[Dataset rows on where objects appear]
------
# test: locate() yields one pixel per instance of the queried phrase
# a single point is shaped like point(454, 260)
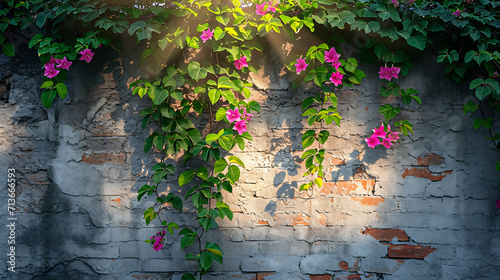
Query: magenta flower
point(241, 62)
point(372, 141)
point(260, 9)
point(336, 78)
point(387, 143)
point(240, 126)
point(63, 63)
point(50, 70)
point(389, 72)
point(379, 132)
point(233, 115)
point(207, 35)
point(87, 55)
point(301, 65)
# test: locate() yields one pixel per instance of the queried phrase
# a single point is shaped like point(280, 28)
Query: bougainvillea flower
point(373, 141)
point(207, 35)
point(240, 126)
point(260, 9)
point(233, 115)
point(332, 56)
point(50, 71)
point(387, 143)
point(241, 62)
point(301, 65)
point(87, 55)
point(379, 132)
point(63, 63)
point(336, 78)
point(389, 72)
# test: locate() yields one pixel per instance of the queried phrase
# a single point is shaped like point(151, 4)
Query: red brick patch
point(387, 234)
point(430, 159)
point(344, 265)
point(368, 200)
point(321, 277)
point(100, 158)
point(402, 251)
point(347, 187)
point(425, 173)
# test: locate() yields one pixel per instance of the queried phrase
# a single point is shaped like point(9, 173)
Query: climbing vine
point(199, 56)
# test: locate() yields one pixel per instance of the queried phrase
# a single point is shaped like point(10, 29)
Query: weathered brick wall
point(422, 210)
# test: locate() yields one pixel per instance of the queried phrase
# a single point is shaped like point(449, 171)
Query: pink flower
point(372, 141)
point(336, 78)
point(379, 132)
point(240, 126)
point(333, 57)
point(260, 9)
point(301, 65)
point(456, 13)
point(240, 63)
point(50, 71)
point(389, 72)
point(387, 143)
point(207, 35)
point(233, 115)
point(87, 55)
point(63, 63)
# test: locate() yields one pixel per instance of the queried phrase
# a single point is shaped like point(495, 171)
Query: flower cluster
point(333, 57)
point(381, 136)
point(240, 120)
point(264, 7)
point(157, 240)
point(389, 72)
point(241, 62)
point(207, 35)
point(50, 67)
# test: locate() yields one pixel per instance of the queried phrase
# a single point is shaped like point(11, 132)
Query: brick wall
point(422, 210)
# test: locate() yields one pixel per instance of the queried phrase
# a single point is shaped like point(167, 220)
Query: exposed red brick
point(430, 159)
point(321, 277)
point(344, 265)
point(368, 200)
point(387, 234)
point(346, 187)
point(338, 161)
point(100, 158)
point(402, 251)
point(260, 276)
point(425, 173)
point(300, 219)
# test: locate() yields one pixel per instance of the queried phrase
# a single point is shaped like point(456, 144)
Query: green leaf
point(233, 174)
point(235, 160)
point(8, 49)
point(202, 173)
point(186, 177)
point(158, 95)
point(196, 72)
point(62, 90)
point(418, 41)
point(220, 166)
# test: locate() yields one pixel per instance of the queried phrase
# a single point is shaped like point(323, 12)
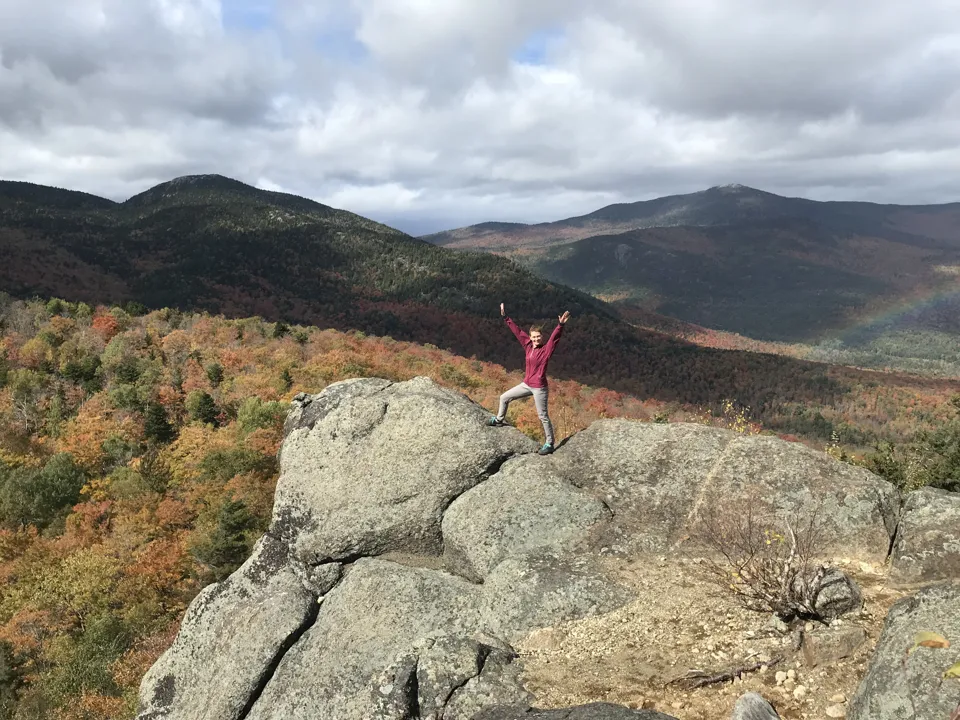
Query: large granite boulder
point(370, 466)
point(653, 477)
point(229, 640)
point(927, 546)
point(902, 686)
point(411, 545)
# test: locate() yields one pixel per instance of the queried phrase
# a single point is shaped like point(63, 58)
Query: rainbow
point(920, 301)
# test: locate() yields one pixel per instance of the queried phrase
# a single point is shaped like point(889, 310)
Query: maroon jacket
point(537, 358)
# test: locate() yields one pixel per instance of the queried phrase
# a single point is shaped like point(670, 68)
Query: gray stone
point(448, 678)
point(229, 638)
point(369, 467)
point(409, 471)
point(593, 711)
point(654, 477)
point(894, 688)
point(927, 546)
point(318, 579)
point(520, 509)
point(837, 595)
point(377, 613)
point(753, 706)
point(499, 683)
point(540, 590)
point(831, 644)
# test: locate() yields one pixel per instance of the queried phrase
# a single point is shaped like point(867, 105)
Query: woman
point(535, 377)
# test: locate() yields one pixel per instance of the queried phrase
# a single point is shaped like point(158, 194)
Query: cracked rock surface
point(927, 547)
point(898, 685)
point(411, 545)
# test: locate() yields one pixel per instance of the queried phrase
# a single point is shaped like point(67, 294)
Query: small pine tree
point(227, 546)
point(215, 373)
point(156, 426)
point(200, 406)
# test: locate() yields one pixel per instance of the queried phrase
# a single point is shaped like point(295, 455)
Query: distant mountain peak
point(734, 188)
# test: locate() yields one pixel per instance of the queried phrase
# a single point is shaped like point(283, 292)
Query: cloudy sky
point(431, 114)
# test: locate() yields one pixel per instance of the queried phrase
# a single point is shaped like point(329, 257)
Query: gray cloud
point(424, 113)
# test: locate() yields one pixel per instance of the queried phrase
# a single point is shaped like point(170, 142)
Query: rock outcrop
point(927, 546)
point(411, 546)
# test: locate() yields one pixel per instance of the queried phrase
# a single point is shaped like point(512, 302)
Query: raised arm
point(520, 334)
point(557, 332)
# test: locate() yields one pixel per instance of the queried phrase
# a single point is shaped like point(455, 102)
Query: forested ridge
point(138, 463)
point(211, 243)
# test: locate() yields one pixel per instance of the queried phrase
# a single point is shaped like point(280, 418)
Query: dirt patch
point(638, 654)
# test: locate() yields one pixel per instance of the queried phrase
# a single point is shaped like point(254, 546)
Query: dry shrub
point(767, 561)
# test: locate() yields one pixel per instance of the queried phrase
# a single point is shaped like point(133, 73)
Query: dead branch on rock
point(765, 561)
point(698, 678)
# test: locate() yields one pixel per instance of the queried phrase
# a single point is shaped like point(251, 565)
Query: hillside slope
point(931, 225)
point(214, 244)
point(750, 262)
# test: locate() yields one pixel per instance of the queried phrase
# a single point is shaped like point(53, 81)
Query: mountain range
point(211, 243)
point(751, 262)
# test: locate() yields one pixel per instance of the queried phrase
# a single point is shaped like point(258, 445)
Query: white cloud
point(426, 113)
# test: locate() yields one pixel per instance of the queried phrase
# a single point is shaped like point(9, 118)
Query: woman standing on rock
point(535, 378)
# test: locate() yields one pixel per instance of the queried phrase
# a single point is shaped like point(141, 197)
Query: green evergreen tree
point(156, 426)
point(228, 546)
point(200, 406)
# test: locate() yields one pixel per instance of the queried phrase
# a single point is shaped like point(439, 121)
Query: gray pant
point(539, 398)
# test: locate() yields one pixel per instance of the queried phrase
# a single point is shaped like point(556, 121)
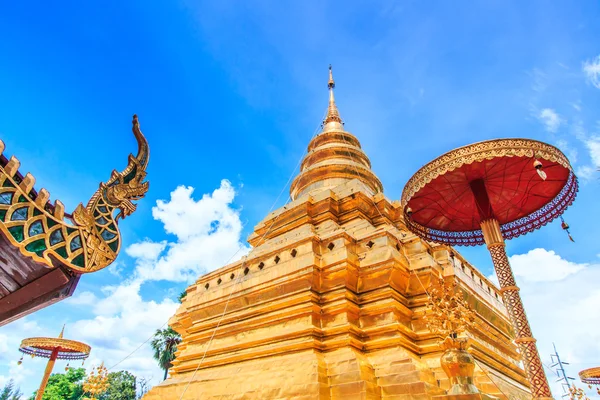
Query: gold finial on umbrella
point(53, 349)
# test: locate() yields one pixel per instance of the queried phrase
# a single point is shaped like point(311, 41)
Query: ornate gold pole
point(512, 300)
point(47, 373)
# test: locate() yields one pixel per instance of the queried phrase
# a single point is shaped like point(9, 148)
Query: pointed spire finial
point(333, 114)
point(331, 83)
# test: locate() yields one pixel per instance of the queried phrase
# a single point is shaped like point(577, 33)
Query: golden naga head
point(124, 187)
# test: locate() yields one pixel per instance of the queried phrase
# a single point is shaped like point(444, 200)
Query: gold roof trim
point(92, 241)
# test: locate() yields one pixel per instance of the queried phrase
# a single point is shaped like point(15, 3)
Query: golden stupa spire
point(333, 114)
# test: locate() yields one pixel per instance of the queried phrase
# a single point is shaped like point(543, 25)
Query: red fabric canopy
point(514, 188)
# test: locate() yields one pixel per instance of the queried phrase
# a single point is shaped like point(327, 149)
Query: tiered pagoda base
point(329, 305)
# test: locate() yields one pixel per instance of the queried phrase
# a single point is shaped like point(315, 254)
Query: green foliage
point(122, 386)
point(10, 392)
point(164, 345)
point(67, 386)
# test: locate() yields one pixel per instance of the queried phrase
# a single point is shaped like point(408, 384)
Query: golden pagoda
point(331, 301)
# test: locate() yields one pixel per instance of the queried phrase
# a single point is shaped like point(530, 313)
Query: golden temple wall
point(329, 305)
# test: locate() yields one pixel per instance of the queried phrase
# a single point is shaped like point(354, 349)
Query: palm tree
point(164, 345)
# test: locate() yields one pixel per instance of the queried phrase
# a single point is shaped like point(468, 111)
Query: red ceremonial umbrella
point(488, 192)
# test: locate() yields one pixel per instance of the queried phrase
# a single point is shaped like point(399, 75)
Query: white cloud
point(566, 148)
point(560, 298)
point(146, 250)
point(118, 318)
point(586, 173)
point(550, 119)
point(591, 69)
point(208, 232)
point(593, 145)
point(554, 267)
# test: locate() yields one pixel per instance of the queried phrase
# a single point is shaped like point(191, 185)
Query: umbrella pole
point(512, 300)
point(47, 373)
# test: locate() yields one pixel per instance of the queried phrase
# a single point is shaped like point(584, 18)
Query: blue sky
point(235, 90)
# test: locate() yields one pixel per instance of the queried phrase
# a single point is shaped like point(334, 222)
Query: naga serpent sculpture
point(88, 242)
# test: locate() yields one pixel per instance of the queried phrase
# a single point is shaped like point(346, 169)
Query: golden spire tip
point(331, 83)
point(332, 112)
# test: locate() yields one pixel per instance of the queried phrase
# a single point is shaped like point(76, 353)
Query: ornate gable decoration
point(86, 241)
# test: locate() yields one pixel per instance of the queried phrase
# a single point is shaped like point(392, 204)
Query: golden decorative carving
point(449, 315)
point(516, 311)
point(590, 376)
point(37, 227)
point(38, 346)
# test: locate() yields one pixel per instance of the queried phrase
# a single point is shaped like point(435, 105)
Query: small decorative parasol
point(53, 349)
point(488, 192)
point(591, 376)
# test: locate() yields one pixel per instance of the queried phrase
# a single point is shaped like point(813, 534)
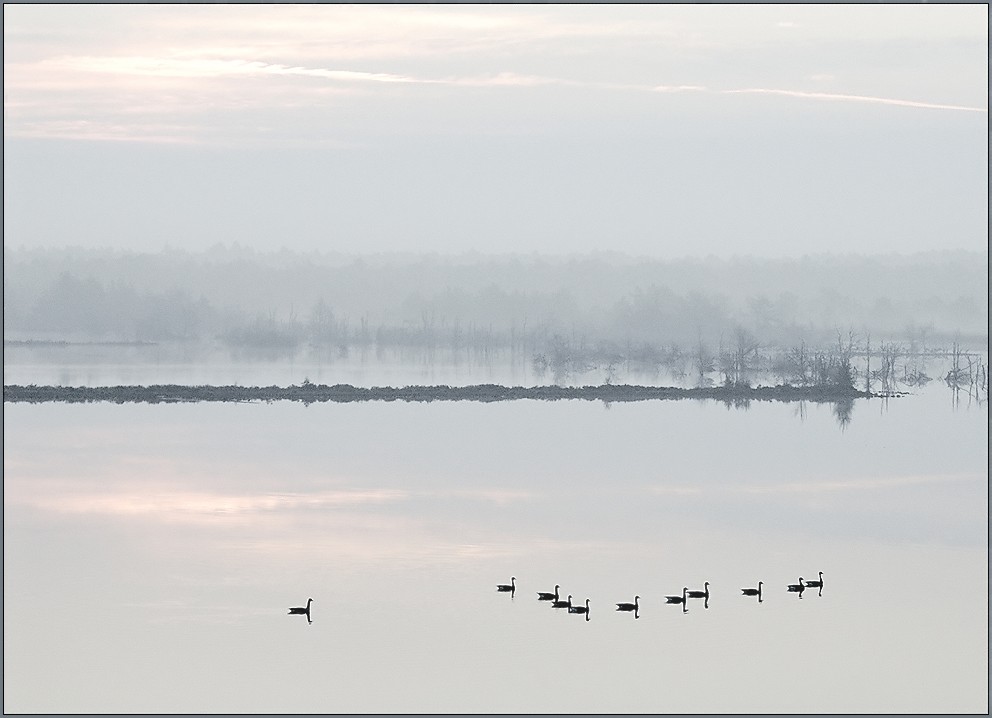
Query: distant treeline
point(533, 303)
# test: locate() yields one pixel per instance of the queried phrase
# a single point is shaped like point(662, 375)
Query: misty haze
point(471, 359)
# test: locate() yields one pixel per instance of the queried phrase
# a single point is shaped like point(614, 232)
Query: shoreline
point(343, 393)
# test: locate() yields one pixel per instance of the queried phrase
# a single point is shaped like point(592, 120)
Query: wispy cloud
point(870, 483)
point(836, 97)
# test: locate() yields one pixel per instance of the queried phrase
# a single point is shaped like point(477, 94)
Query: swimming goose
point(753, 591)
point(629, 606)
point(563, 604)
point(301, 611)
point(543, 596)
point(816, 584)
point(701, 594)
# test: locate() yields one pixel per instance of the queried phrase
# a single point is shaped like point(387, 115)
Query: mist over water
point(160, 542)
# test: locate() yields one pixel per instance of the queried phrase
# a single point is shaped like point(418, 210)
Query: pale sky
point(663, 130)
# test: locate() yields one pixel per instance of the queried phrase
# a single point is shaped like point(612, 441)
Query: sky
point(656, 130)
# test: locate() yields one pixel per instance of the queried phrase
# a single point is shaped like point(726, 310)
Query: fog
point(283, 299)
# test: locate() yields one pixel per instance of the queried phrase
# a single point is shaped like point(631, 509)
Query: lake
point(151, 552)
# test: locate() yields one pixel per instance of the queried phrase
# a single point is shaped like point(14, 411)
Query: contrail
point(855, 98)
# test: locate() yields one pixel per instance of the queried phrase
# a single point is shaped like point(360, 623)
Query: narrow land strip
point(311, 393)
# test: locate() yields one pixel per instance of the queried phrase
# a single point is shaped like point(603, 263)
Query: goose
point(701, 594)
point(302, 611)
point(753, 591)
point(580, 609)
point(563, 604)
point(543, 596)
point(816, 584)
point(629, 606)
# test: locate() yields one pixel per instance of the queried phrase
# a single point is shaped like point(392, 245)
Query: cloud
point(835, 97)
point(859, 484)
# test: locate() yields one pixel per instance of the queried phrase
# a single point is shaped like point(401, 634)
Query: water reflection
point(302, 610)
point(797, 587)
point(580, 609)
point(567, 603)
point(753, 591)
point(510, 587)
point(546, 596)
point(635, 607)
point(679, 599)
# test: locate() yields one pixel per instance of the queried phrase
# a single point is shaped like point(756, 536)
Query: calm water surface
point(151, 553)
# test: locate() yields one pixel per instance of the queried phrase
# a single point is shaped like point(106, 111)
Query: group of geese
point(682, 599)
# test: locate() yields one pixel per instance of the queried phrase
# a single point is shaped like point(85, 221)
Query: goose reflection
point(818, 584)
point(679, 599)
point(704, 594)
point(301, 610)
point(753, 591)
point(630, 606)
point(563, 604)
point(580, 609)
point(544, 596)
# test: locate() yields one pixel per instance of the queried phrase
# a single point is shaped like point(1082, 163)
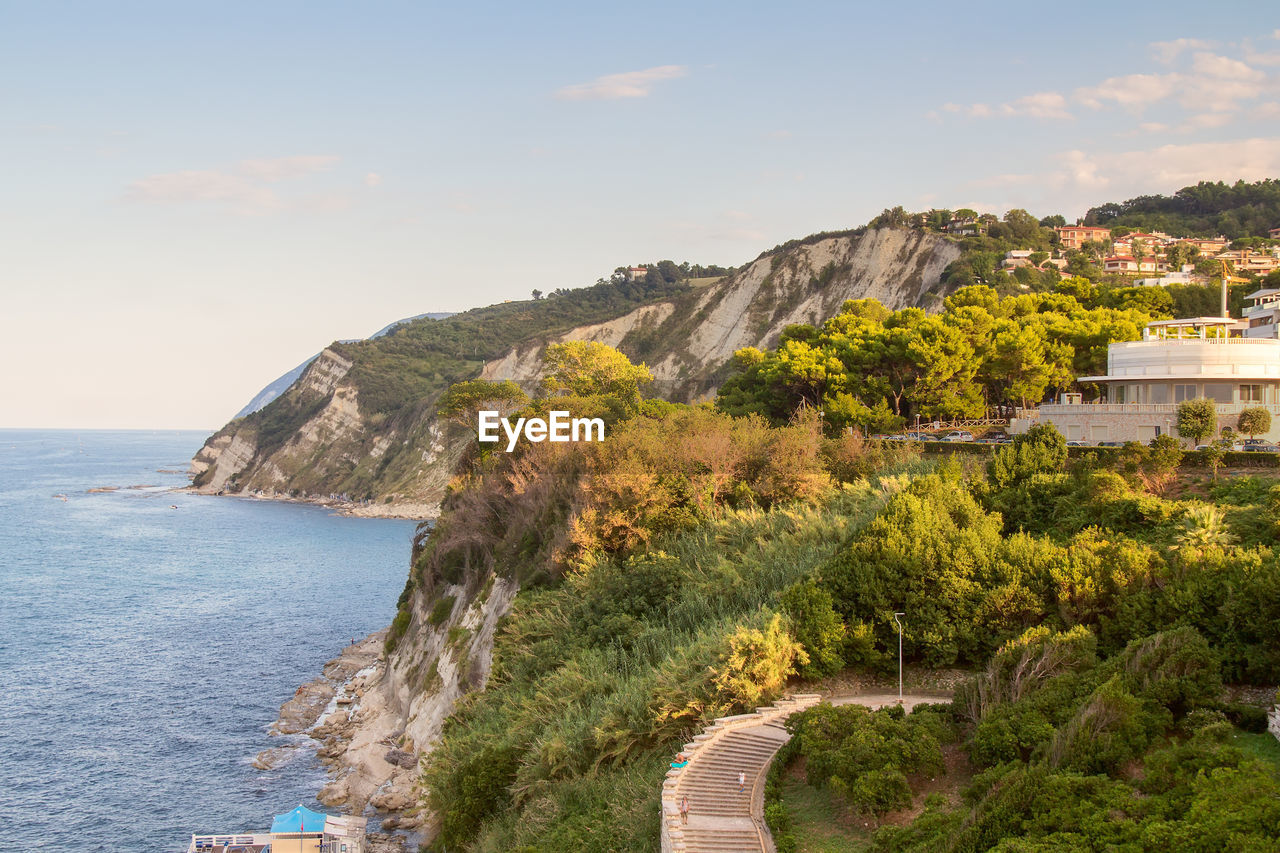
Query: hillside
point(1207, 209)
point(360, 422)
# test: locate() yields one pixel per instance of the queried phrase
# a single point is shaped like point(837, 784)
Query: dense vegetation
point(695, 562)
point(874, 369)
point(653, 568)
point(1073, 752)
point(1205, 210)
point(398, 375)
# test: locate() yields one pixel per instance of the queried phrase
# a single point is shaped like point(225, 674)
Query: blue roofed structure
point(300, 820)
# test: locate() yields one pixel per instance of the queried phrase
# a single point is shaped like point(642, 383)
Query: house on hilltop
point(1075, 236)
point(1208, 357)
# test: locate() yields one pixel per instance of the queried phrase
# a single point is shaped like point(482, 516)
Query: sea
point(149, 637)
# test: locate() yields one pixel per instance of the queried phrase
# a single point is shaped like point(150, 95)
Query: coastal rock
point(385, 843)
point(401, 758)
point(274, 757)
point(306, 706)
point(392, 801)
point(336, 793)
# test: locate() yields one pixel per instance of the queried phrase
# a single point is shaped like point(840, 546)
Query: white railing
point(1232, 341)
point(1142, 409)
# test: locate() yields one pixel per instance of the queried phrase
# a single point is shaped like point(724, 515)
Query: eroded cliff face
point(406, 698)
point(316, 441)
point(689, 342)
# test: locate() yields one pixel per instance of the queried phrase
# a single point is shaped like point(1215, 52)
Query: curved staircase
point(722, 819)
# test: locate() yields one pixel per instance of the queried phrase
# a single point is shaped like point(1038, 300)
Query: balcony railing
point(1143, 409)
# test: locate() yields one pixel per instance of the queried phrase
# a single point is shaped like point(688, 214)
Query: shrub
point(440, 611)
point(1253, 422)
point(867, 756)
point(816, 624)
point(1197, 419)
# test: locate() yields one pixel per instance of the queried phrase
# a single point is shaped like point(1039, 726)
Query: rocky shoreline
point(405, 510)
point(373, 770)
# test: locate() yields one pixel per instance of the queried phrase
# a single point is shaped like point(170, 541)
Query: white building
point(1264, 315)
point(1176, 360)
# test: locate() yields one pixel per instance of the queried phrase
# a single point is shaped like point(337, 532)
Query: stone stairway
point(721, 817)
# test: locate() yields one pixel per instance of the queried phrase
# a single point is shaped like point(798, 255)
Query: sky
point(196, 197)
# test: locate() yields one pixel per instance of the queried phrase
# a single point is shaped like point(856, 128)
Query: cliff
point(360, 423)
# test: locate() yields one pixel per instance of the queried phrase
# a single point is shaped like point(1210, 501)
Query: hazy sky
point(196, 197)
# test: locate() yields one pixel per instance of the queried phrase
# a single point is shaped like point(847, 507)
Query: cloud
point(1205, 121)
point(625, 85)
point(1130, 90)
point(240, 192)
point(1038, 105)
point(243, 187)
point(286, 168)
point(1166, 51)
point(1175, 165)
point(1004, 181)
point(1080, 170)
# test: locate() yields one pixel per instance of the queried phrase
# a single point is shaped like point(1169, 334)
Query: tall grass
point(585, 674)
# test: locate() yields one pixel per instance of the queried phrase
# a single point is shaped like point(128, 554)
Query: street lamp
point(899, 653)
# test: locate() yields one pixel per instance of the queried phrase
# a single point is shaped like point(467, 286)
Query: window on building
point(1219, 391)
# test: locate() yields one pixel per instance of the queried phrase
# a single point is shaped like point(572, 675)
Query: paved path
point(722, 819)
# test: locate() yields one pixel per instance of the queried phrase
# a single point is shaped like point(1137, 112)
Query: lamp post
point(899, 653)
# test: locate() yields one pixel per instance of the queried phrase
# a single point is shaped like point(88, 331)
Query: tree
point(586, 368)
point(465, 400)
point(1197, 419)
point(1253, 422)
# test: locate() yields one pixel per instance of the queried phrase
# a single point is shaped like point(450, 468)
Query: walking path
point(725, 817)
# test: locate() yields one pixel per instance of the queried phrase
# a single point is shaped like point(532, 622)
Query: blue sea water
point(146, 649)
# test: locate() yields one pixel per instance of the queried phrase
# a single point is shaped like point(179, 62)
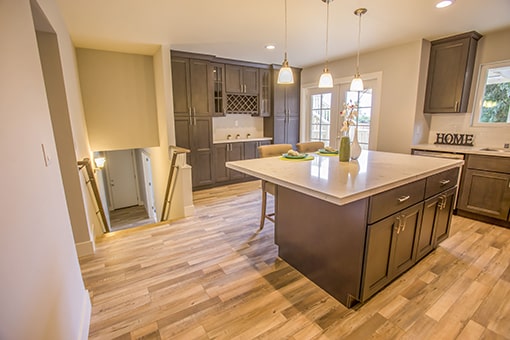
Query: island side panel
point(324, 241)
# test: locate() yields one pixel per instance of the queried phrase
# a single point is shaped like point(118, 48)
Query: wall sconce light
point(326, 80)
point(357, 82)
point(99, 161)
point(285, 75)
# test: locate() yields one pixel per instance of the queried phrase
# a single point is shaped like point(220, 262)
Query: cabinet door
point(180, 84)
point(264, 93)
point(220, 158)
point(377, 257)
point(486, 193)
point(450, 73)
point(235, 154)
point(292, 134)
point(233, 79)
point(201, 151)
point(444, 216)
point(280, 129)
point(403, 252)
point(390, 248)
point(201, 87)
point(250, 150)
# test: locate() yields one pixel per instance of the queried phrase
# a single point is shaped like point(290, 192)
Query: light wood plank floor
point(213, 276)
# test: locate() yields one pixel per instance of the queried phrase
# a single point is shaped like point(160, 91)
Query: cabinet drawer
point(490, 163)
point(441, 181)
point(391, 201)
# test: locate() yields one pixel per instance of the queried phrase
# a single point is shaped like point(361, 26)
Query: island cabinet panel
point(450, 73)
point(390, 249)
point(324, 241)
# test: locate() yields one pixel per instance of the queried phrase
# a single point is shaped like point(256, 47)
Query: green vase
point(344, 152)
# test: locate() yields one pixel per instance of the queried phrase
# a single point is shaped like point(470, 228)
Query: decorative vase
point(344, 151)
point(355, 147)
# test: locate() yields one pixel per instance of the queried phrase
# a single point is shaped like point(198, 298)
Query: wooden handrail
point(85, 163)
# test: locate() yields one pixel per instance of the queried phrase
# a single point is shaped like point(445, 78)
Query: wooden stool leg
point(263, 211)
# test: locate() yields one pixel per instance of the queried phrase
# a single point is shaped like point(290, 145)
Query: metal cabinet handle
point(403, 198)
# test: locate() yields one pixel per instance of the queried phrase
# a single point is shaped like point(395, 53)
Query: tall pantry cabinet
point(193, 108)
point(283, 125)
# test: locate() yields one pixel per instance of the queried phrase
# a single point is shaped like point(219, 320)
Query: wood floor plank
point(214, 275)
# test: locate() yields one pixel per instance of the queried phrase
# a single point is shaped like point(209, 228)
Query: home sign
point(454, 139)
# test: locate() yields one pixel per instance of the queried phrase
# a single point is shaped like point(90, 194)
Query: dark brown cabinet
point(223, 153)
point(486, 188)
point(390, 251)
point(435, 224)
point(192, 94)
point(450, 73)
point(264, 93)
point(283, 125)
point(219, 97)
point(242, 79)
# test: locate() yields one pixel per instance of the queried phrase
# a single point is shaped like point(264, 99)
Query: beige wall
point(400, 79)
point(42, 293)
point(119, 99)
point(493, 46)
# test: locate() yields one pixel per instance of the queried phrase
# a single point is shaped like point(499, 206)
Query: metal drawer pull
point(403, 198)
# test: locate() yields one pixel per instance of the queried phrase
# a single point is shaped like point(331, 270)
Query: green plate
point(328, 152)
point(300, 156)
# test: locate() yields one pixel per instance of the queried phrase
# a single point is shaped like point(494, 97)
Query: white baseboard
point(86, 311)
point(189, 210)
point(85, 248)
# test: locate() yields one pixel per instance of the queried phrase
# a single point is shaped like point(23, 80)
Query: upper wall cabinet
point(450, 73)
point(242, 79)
------
■ Given request: Transcribe everything from the start of the listing down to the line containing "point(50, 67)", with both ends included. Leave the pictures out of your copy.

■ Exercise result:
# test: locate() yields one pixel per instance of the queried phrase
# a single point is shaped like point(454, 260)
Query: magenta flower
point(241, 62)
point(372, 141)
point(260, 9)
point(336, 78)
point(387, 143)
point(240, 126)
point(63, 63)
point(50, 70)
point(389, 72)
point(379, 132)
point(233, 115)
point(207, 35)
point(87, 55)
point(301, 65)
# test: locate() yields one pixel per instance of the queried phrase
# a single point is shaped like point(280, 28)
Query: bougainvillea flower
point(373, 141)
point(207, 35)
point(240, 126)
point(260, 9)
point(233, 115)
point(332, 56)
point(50, 71)
point(387, 143)
point(241, 62)
point(301, 65)
point(87, 55)
point(379, 132)
point(63, 63)
point(336, 78)
point(389, 72)
# test: locate() yields one pixel per instance of the queried phrase
# a single point is shaped like point(151, 4)
Query: red brick patch
point(387, 234)
point(430, 159)
point(344, 265)
point(368, 200)
point(321, 277)
point(100, 158)
point(402, 251)
point(347, 187)
point(425, 173)
# test: locate() yields one pixel per instance of the queried phrase
# a single point is shaped like point(9, 173)
Query: climbing vine
point(199, 56)
# test: locate() yields one pixel per instance of the queried phrase
# a single point is shaped like point(10, 29)
Query: weathered brick wall
point(422, 210)
# test: locate() yields one pixel per instance of the queried phrase
# a single point is shaped like point(449, 171)
Query: pink flower
point(372, 141)
point(336, 78)
point(379, 132)
point(240, 126)
point(333, 57)
point(260, 9)
point(301, 65)
point(456, 13)
point(240, 63)
point(50, 71)
point(389, 72)
point(387, 143)
point(207, 35)
point(233, 115)
point(87, 55)
point(63, 63)
# test: locate() yields one pixel per instance of the queried phrase
# a single point is shaped like point(495, 171)
Query: flower cluster
point(333, 57)
point(381, 136)
point(240, 120)
point(264, 7)
point(157, 240)
point(389, 72)
point(241, 62)
point(207, 35)
point(50, 67)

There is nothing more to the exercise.